▸ Request 1: In the robot block reference, what distance units can the drive for block use?
▸ Request 2: Extend the robot block reference past its last line, picking up right after the turn for block's parameter table.

▸ Passage given:
####################

Sensing - Utilize the robot’s sensors.

Eye Sensor
- Eye found an object — Reports whether or not the Eye Sensor detects an object within range.
- Eye detects color — Reports whether the Eye Sensor detects a specific color.
- Eye brightness — Reports the brightness detected by the Eye Sensor.
- Eye hue — Reports the hue detected by the Eye Sensor.
Gyro Sensing
- detected crash — Reports whether the robot has detected a sudden impact.

The examples on this page use the default Playground start position.

Drivetrain #

The drivetrain controls how the VR Robot drives and turns. The drivetrain can move forward or reverse, turn left or right, turn to headings, and track its rotation.

Actions #

drive #

The drive stack block moves the robot forward or reverse forever. The robot will continue to move until it is given another action, like turning or stopping.

  drive [forward v]

Parameters	Description
direction	The direction the robot moves: forward or reverse.

Example

  when started :: hat events
  [Drive forward, then stop.]
  drive [forward v]
  wait (2) seconds
  stop driving

drive for #

The drive for stack block moves the robot forward or reverse for a specific distance. The project will wait until the robot is done moving before the next block in the stack runs.

  drive [forward v] for (200) [mm v] ▶

Parameters	Description
direction	The direction the robot moves: forward or reverse.
distance	The distance the robot drives. This can be an integer or a decimal.
unit	The distance unit: mm (millimeters) or inches
and don’t wait	Select the arrow ( ▶ ) to expand the block to say and don’t wait, so the next block in the stack will run right away.

Example

  when started :: hat events
  [Drive forward.]
  drive [forward v] for (500) [mm v] ▶

turn #

The turn stack block turns the robot left or right forever. The robot will continue to turn until it is given another action, like driving or stopping.

  turn [right v]

Parameters	Description
direction	The direction the robot turns: left or right.

Example

  when started :: hat events
  [Turn right, then stop.]
  turn [right v]
  wait (2) seconds
  stop driving

The turn for stack block turns the robot left or right for a specific number of degrees. The turn is relative to the current position of the robot. The project will wait until the robot is done turning before the next block in the stack runs.

  turn [right v] for (90) degrees ▶

Parameters	Description
direction	The direction the robot turns: left or right.
angle	The number of degrees the robot turns. This can be an integer or a decimal.
and don’t wait	Select the arrow ( ▶ ) to expand the block to say and don’t wait, so the next block in the stack will run right away.

####################

▸ Entries provided:

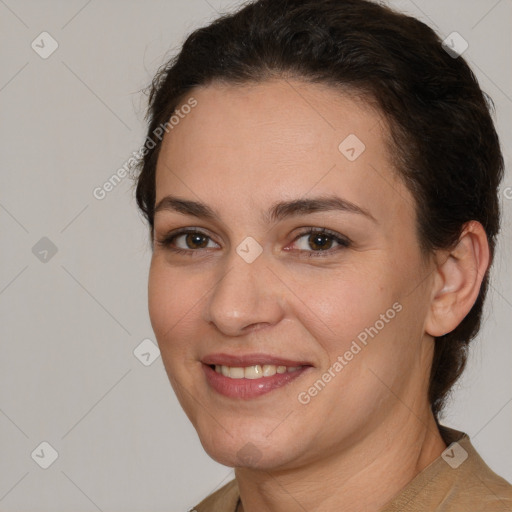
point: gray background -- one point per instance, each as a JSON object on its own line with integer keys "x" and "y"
{"x": 71, "y": 322}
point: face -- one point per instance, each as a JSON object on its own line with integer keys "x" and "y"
{"x": 287, "y": 290}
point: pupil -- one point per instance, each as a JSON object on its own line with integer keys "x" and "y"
{"x": 196, "y": 239}
{"x": 320, "y": 237}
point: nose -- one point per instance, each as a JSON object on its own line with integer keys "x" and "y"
{"x": 247, "y": 296}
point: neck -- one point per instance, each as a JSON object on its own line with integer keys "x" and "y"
{"x": 363, "y": 478}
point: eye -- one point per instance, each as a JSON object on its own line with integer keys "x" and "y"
{"x": 321, "y": 241}
{"x": 191, "y": 239}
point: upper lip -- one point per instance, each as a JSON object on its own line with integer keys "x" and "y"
{"x": 251, "y": 360}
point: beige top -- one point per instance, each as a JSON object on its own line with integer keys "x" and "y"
{"x": 457, "y": 481}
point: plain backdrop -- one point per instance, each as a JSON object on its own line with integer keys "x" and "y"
{"x": 73, "y": 275}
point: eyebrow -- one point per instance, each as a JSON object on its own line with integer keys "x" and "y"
{"x": 277, "y": 212}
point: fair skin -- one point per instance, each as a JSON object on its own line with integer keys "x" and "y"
{"x": 370, "y": 430}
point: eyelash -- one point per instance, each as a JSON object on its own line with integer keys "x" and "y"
{"x": 342, "y": 241}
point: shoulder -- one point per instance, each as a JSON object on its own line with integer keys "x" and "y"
{"x": 223, "y": 500}
{"x": 457, "y": 480}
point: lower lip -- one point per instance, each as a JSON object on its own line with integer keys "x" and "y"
{"x": 249, "y": 388}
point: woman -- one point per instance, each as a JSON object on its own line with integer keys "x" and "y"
{"x": 320, "y": 181}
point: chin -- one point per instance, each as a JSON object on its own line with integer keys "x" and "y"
{"x": 256, "y": 450}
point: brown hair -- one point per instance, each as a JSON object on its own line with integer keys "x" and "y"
{"x": 444, "y": 141}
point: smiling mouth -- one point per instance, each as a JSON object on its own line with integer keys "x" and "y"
{"x": 250, "y": 382}
{"x": 253, "y": 372}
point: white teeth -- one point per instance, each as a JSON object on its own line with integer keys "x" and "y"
{"x": 236, "y": 372}
{"x": 269, "y": 370}
{"x": 253, "y": 372}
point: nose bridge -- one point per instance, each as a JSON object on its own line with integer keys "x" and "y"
{"x": 245, "y": 294}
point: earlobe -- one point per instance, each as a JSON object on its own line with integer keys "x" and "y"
{"x": 458, "y": 276}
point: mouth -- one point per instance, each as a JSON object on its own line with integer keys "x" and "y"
{"x": 247, "y": 377}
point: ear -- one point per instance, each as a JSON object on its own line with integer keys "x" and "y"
{"x": 458, "y": 276}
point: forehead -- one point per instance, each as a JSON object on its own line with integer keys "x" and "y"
{"x": 250, "y": 145}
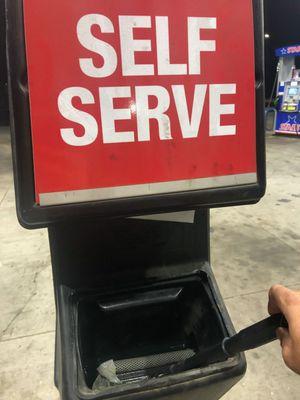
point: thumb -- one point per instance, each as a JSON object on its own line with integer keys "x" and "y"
{"x": 284, "y": 336}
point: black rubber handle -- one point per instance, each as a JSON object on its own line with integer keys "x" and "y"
{"x": 255, "y": 336}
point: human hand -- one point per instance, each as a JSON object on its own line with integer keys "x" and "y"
{"x": 287, "y": 302}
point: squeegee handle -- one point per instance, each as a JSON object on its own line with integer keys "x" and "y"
{"x": 255, "y": 335}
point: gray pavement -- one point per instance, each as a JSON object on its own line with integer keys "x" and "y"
{"x": 252, "y": 248}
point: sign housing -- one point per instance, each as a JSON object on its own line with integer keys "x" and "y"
{"x": 135, "y": 107}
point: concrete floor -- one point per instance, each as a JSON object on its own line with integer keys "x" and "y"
{"x": 252, "y": 248}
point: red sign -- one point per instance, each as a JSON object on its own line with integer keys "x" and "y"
{"x": 135, "y": 97}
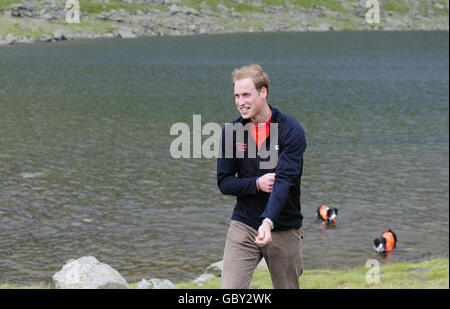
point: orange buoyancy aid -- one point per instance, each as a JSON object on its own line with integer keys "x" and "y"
{"x": 323, "y": 211}
{"x": 390, "y": 241}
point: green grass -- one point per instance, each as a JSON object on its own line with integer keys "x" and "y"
{"x": 5, "y": 4}
{"x": 431, "y": 274}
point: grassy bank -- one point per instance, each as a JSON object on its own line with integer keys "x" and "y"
{"x": 184, "y": 17}
{"x": 432, "y": 274}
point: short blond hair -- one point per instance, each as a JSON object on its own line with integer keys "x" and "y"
{"x": 255, "y": 72}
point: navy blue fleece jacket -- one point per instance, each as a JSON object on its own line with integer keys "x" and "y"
{"x": 238, "y": 170}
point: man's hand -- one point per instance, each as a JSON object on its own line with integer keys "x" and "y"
{"x": 264, "y": 236}
{"x": 266, "y": 181}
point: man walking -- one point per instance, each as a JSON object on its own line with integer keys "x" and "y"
{"x": 263, "y": 170}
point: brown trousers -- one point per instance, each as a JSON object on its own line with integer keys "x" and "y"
{"x": 241, "y": 256}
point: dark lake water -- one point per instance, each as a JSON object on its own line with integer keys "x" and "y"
{"x": 85, "y": 164}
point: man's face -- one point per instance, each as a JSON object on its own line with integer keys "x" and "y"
{"x": 249, "y": 101}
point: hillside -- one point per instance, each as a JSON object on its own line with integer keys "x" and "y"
{"x": 26, "y": 21}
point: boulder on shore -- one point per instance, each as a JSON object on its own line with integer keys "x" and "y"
{"x": 88, "y": 273}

####################

▸ Right answer 1: Millimeters (mm) or inches.

▸ Right answer 2:
Example

  when started :: hat events
  [Turn left, then turn around to the right.]
  turn [left v] for (90) degrees ▶
  turn [right v] for (180) degrees ▶

turn to heading #

A heading is the direction the robot is facing, measured in degrees. The turn to heading stack block turns the robot to face a specific heading from -359 to 359 degrees. The robot will turn the shortest direction to reach the target heading.

The starting heading is 0 degrees.

The project will wait until the robot is done turning before the next block in the stack runs.

  turn to heading (90) degrees ▶

Parameters	Description
heading	The heading the robot should face, from -359 to 359 degrees.
and don’t wait	Select the arrow ( ▶ ) to expand the block to say and don’t wait, so the next block in the stack will run right away.

Example

  when started :: hat events
  [Turn to face the cardinal directions.]
  turn to heading (90) degrees ▶
  wait (2) seconds
  turn to heading (180) degrees ▶
  wait (2) seconds
  turn to heading (270) degrees ▶
  wait (2) seconds
  turn to heading (0) degrees ▶
  wait (2) seconds

turn to rotation #

The turn to rotation stack block turns the robot to a specific rotation.

Rotation is how much the robot has turned, measured in degrees. At the beginning of a project, the rotation value is set to 0 degrees. Rotation can also be set using the set drive rotation block.

Rotation values are absolute. This means the direction of the turn depends on the robot’s current rotation. Turning right increases the rotation, and turning left decreases the rotation.

For example, if the robot starts at 0 degrees and you turn to a rotation of 720 degrees, it will turn right twice. If you then turn to a rotation of 360 degrees, it will turn left once, because 360 is less than 720.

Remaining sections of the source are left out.